Selected text ::
# # # #
Diabetic ketoacidosis is not caused by simple elevation in ketones. It is a whole cascade of events that starts with either lack of insulin or severe insulin resistance and continued high carb consumption.
Blood glucose over 13 (240mm/dl), and no insulin or severe insulin resistance (body doesn't listen to insulin) is what starts ketoacidosis. Think of it as an endocrine system storm. Ketoacidosis is a part of this whole storm, but is not the problem itself.
What happens: Elevated blood glucose (to the point where it is spilling into the urine, damaging the body tissues). Body goes into damage control: releasing calories from fat (ketones) into the blood stream because the sugar isn't usable, either insulin isn't there or body isn't using the insulin anymore. There is an increased production of insulin counter regulatory hormones. Catecholemines, cortisol, glucagon, growth hormone levels increase.
# # # #
Entries supplied ::
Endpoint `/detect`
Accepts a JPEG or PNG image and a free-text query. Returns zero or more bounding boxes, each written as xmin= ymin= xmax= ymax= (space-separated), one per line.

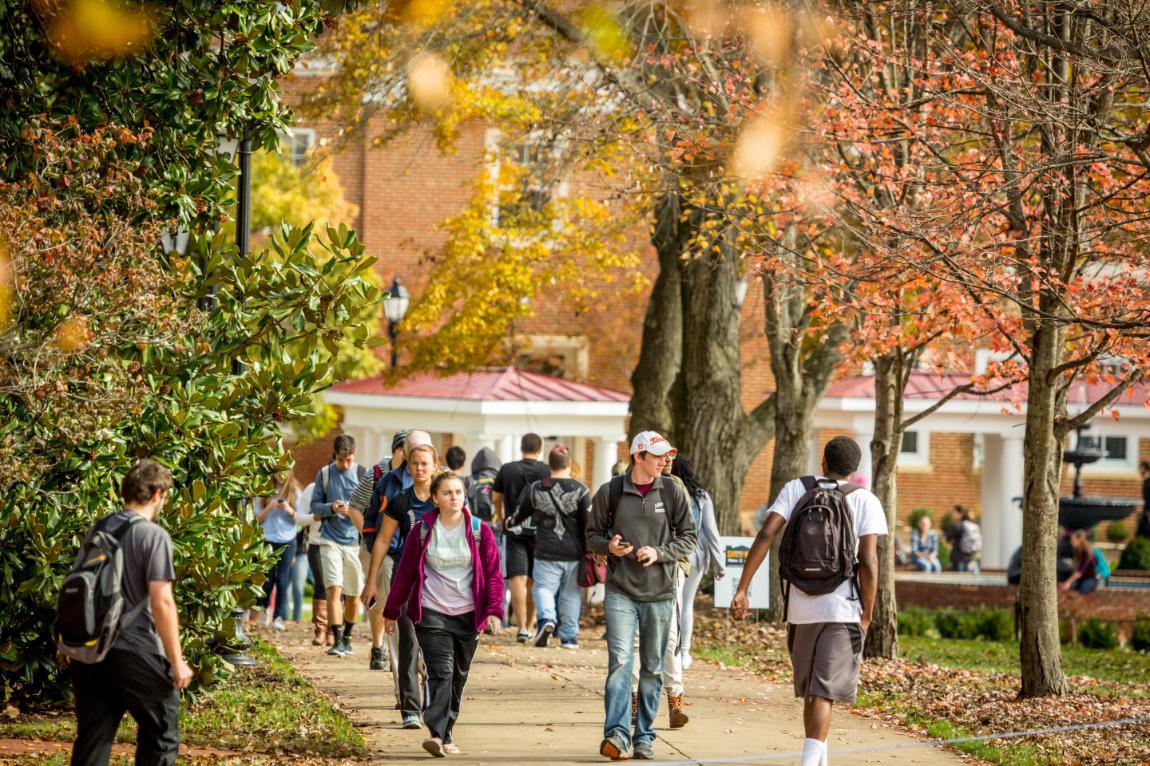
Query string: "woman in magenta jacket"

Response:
xmin=383 ymin=472 xmax=504 ymax=758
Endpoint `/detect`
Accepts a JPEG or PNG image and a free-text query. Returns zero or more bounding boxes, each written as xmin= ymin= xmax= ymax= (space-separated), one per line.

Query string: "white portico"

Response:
xmin=812 ymin=373 xmax=1150 ymax=568
xmin=324 ymin=368 xmax=629 ymax=488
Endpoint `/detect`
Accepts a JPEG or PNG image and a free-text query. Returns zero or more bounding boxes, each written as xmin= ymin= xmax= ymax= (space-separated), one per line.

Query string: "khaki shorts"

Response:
xmin=320 ymin=539 xmax=363 ymax=598
xmin=787 ymin=622 xmax=863 ymax=704
xmin=360 ymin=545 xmax=394 ymax=612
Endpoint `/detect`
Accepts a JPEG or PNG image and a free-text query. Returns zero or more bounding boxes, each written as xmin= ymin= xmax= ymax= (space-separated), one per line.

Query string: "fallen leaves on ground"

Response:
xmin=693 ymin=607 xmax=1150 ymax=766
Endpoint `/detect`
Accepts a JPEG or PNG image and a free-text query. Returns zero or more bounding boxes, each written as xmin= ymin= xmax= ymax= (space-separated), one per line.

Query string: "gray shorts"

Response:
xmin=787 ymin=622 xmax=863 ymax=704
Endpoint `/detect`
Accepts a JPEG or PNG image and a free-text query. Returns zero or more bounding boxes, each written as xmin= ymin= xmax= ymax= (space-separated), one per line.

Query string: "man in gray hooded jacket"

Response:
xmin=587 ymin=431 xmax=697 ymax=760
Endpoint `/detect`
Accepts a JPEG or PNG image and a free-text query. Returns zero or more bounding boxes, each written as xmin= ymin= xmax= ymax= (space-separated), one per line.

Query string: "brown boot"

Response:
xmin=667 ymin=694 xmax=691 ymax=729
xmin=312 ymin=598 xmax=328 ymax=646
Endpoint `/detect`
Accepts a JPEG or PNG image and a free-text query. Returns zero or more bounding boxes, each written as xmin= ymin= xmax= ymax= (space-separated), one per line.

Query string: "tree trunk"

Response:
xmin=630 ymin=191 xmax=687 ymax=443
xmin=859 ymin=352 xmax=905 ymax=659
xmin=676 ymin=230 xmax=766 ymax=534
xmin=1019 ymin=319 xmax=1067 ymax=697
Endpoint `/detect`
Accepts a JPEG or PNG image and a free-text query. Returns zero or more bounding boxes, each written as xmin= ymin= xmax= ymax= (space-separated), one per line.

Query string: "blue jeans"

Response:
xmin=531 ymin=559 xmax=583 ymax=644
xmin=260 ymin=539 xmax=296 ymax=621
xmin=288 ymin=549 xmax=308 ymax=622
xmin=603 ymin=591 xmax=675 ymax=746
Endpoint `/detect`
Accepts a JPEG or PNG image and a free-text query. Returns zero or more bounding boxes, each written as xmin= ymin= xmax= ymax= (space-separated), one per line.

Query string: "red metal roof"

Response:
xmin=827 ymin=373 xmax=1150 ymax=406
xmin=331 ymin=367 xmax=630 ymax=403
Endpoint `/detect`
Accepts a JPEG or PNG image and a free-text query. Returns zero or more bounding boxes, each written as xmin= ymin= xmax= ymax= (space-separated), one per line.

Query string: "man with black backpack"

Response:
xmin=730 ymin=436 xmax=887 ymax=766
xmin=56 ymin=460 xmax=192 ymax=766
xmin=508 ymin=444 xmax=591 ymax=650
xmin=587 ymin=431 xmax=697 ymax=760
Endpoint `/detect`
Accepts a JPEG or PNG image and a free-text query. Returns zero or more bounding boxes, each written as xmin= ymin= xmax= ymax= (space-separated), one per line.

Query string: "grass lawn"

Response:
xmin=0 ymin=641 xmax=367 ymax=764
xmin=692 ymin=621 xmax=1150 ymax=766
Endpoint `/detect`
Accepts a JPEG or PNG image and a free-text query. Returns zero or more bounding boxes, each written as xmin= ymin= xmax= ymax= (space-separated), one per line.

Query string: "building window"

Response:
xmin=279 ymin=128 xmax=315 ymax=168
xmin=898 ymin=431 xmax=930 ymax=468
xmin=515 ymin=335 xmax=589 ymax=381
xmin=485 ymin=129 xmax=567 ymax=229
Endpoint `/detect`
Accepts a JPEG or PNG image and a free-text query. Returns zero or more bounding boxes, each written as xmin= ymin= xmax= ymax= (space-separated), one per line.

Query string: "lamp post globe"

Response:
xmin=383 ymin=276 xmax=412 ymax=369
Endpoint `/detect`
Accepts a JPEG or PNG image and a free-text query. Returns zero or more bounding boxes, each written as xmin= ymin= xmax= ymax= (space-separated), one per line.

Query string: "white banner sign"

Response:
xmin=715 ymin=537 xmax=771 ymax=610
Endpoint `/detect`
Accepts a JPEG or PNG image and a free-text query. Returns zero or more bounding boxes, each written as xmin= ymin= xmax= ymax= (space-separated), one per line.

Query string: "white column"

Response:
xmin=982 ymin=434 xmax=1022 ymax=569
xmin=588 ymin=439 xmax=623 ymax=495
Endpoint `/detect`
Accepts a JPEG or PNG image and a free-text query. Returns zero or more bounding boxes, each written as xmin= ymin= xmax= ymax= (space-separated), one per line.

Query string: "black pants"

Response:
xmin=396 ymin=614 xmax=423 ymax=715
xmin=415 ymin=607 xmax=480 ymax=742
xmin=259 ymin=541 xmax=296 ymax=622
xmin=71 ymin=649 xmax=179 ymax=766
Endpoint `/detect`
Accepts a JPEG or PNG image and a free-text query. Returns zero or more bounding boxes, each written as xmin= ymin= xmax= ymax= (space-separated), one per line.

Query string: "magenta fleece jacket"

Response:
xmin=383 ymin=508 xmax=504 ymax=633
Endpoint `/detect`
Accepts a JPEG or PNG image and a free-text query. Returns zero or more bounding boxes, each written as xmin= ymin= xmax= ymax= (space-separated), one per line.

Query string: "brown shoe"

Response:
xmin=667 ymin=695 xmax=691 ymax=729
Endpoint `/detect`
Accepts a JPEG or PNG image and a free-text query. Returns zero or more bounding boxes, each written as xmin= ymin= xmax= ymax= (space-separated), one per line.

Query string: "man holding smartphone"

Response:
xmin=587 ymin=431 xmax=696 ymax=760
xmin=312 ymin=434 xmax=366 ymax=657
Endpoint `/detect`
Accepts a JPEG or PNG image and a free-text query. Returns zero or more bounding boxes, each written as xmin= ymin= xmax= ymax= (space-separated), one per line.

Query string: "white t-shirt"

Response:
xmin=421 ymin=518 xmax=475 ymax=615
xmin=767 ymin=476 xmax=887 ymax=625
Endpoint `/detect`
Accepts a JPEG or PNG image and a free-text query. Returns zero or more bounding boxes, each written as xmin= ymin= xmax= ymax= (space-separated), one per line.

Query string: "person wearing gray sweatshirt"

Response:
xmin=587 ymin=431 xmax=697 ymax=760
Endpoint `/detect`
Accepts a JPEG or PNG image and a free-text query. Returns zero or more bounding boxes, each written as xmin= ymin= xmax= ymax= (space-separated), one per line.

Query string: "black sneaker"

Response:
xmin=535 ymin=622 xmax=555 ymax=646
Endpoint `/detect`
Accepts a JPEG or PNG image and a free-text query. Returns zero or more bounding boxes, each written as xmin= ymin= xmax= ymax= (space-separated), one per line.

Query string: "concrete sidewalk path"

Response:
xmin=270 ymin=625 xmax=969 ymax=766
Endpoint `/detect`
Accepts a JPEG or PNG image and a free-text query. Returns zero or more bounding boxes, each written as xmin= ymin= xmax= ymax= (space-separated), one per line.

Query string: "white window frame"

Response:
xmin=897 ymin=428 xmax=930 ymax=468
xmin=483 ymin=128 xmax=570 ymax=229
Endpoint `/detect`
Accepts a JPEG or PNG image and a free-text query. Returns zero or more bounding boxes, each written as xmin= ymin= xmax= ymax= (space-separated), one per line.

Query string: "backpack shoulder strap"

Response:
xmin=607 ymin=474 xmax=626 ymax=529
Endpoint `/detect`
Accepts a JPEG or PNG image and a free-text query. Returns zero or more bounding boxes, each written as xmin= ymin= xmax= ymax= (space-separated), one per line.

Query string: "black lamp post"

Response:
xmin=383 ymin=276 xmax=411 ymax=369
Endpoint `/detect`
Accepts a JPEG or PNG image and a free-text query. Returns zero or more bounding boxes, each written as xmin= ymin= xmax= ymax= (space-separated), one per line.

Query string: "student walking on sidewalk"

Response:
xmin=731 ymin=436 xmax=887 ymax=766
xmin=383 ymin=472 xmax=504 ymax=758
xmin=362 ymin=444 xmax=439 ymax=729
xmin=71 ymin=460 xmax=192 ymax=766
xmin=587 ymin=431 xmax=696 ymax=760
xmin=508 ymin=444 xmax=591 ymax=650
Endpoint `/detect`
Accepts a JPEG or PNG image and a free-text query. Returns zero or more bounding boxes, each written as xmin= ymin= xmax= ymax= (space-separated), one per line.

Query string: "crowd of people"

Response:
xmin=60 ymin=430 xmax=886 ymax=766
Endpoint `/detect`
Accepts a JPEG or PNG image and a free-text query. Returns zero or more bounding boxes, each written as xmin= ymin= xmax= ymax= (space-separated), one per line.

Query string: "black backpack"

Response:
xmin=56 ymin=513 xmax=148 ymax=664
xmin=467 ymin=468 xmax=497 ymax=522
xmin=779 ymin=476 xmax=859 ymax=615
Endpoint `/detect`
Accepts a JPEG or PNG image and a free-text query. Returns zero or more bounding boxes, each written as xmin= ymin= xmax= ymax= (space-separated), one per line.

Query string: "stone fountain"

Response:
xmin=1058 ymin=426 xmax=1137 ymax=530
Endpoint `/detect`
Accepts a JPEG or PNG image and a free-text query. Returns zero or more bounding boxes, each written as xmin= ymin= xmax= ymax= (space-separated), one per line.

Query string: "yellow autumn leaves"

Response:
xmin=33 ymin=0 xmax=155 ymax=66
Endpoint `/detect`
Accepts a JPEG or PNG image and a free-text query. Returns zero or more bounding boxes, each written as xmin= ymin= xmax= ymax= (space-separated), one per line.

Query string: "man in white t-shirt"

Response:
xmin=730 ymin=436 xmax=887 ymax=766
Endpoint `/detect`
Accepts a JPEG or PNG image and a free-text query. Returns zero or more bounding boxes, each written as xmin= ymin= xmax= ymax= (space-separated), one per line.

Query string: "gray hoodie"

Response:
xmin=587 ymin=472 xmax=697 ymax=602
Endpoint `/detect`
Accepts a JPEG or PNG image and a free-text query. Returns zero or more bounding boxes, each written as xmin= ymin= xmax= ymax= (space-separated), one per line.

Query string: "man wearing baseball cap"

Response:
xmin=587 ymin=431 xmax=696 ymax=760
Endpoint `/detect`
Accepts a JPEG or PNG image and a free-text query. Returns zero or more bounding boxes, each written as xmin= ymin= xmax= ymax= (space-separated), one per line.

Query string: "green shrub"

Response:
xmin=1106 ymin=519 xmax=1130 ymax=543
xmin=1079 ymin=618 xmax=1118 ymax=649
xmin=906 ymin=508 xmax=934 ymax=529
xmin=1130 ymin=615 xmax=1150 ymax=652
xmin=1118 ymin=537 xmax=1150 ymax=572
xmin=898 ymin=606 xmax=935 ymax=638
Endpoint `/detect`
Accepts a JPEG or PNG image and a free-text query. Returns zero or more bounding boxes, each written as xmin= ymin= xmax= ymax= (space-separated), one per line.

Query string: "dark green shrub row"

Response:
xmin=898 ymin=607 xmax=1014 ymax=641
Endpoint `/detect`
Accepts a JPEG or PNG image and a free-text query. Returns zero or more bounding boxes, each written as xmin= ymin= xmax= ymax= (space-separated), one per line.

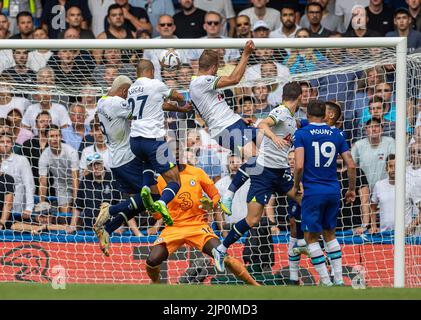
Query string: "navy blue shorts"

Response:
xmin=287 ymin=198 xmax=301 ymax=220
xmin=111 ymin=158 xmax=157 ymax=194
xmin=130 ymin=137 xmax=177 ymax=174
xmin=301 ymin=191 xmax=341 ymax=233
xmin=215 ymin=119 xmax=257 ymax=155
xmin=247 ymin=165 xmax=294 ymax=205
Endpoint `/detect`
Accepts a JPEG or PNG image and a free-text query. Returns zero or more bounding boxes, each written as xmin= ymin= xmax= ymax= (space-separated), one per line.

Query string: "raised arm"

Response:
xmin=215 ymin=40 xmax=255 ymax=88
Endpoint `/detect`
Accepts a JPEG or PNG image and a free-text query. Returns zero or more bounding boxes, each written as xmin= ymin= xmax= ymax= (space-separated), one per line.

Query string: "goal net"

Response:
xmin=0 ymin=40 xmax=421 ymax=287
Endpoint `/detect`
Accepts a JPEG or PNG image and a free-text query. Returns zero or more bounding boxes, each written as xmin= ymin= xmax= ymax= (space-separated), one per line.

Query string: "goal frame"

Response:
xmin=0 ymin=37 xmax=407 ymax=288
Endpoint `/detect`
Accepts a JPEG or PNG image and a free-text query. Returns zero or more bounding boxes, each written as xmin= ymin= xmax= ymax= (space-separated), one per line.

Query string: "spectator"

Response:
xmin=10 ymin=11 xmax=34 ymax=39
xmin=194 ymin=0 xmax=236 ymax=38
xmin=61 ymin=103 xmax=90 ymax=150
xmin=173 ymin=0 xmax=206 ymax=39
xmin=335 ymin=0 xmax=370 ymax=30
xmin=4 ymin=49 xmax=35 ymax=84
xmin=336 ymin=157 xmax=370 ymax=234
xmin=284 ymin=29 xmax=327 ymax=74
xmin=39 ymin=125 xmax=79 ymax=212
xmin=406 ymin=0 xmax=421 ymax=31
xmin=94 ymin=4 xmax=133 ymax=64
xmin=27 ymin=28 xmax=53 ymax=72
xmin=371 ymin=154 xmax=421 ymax=234
xmin=104 ymin=0 xmax=152 ymax=35
xmin=0 ymin=134 xmax=35 ymax=217
xmin=7 ymin=109 xmax=33 ymax=150
xmin=58 ymin=6 xmax=95 ymax=39
xmin=93 ymin=49 xmax=136 ymax=87
xmin=235 ymin=15 xmax=253 ymax=38
xmin=269 ymin=6 xmax=300 ymax=38
xmin=253 ymin=20 xmax=270 ymax=38
xmin=300 ymin=0 xmax=345 ymax=32
xmin=351 ymin=118 xmax=395 ymax=190
xmin=215 ymin=155 xmax=250 ymax=237
xmin=0 ymin=0 xmax=42 ymax=34
xmin=0 ymin=171 xmax=15 ymax=230
xmin=88 ymin=0 xmax=114 ymax=38
xmin=41 ymin=0 xmax=92 ymax=39
xmin=0 ymin=74 xmax=31 ymax=118
xmin=20 ymin=111 xmax=51 ymax=194
xmin=239 ymin=0 xmax=281 ymax=31
xmin=251 ymin=83 xmax=274 ymax=119
xmin=343 ymin=5 xmax=381 ymax=38
xmin=306 ymin=2 xmax=332 ymax=38
xmin=67 ymin=153 xmax=123 ymax=232
xmin=386 ymin=8 xmax=421 ymax=53
xmin=22 ymin=87 xmax=72 ymax=134
xmin=365 ymin=0 xmax=393 ymax=37
xmin=79 ymin=121 xmax=111 ymax=176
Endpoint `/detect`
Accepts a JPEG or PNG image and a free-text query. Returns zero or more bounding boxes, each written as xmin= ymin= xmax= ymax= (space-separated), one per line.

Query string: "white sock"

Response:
xmin=224 ymin=190 xmax=234 ymax=199
xmin=288 ymin=237 xmax=300 ymax=281
xmin=297 ymin=239 xmax=307 ymax=247
xmin=326 ymin=239 xmax=343 ymax=282
xmin=308 ymin=242 xmax=331 ymax=284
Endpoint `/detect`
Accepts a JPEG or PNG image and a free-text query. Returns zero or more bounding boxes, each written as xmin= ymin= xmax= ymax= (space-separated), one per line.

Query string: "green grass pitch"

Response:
xmin=0 ymin=283 xmax=421 ymax=300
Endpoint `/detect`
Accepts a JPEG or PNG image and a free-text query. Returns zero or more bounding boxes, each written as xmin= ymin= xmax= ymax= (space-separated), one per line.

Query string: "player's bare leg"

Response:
xmin=212 ymin=201 xmax=264 ymax=272
xmin=323 ymin=229 xmax=344 ymax=286
xmin=304 ymin=232 xmax=333 ymax=287
xmin=146 ymin=244 xmax=168 ymax=283
xmin=202 ymin=238 xmax=260 ymax=286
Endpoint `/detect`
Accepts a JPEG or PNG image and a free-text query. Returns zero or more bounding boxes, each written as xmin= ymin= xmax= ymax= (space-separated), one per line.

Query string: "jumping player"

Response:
xmin=212 ymin=82 xmax=301 ymax=271
xmin=293 ymin=100 xmax=356 ymax=286
xmin=190 ymin=40 xmax=257 ymax=215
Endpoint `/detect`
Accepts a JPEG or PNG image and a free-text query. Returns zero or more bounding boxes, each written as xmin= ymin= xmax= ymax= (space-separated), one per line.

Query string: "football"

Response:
xmin=159 ymin=49 xmax=181 ymax=70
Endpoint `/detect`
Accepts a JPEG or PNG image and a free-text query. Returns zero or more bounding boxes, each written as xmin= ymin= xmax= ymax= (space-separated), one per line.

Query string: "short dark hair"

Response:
xmin=306 ymin=2 xmax=323 ymax=12
xmin=16 ymin=11 xmax=34 ymax=23
xmin=107 ymin=3 xmax=123 ymax=17
xmin=282 ymin=81 xmax=302 ymax=101
xmin=386 ymin=153 xmax=396 ymax=166
xmin=325 ymin=100 xmax=342 ymax=123
xmin=46 ymin=124 xmax=61 ymax=136
xmin=238 ymin=96 xmax=256 ymax=105
xmin=307 ymin=100 xmax=326 ymax=118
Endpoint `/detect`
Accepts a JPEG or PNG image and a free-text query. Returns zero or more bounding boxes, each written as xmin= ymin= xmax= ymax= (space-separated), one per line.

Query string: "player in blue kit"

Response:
xmin=292 ymin=100 xmax=356 ymax=286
# # # #
Work task 1 ::
Using the text on diabetic ketoacidosis, answer each question on its own line:
(a) According to the text, what does the cascade of events start with?
(b) What does the text say to think of the whole process as?
(c) What does the body release into the blood stream when the sugar isn't usable?
Work task 2 ::
Copy the text on diabetic ketoacidosis word for word, from "Blood glucose over" up to and including "the problem itself.".

Expected output 1 ::
(a) Either lack of insulin or severe insulin resistance, together with continued high carb consumption.
(b) An endocrine system storm.
(c) Calories from fat (ketones).

Expected output 2 ::
Blood glucose over 13 (240mm/dl), and no insulin or severe insulin resistance (body doesn't listen to insulin) is what starts ketoacidosis. Think of it as an endocrine system storm. Ketoacidosis is a part of this whole storm, but is not the problem itself.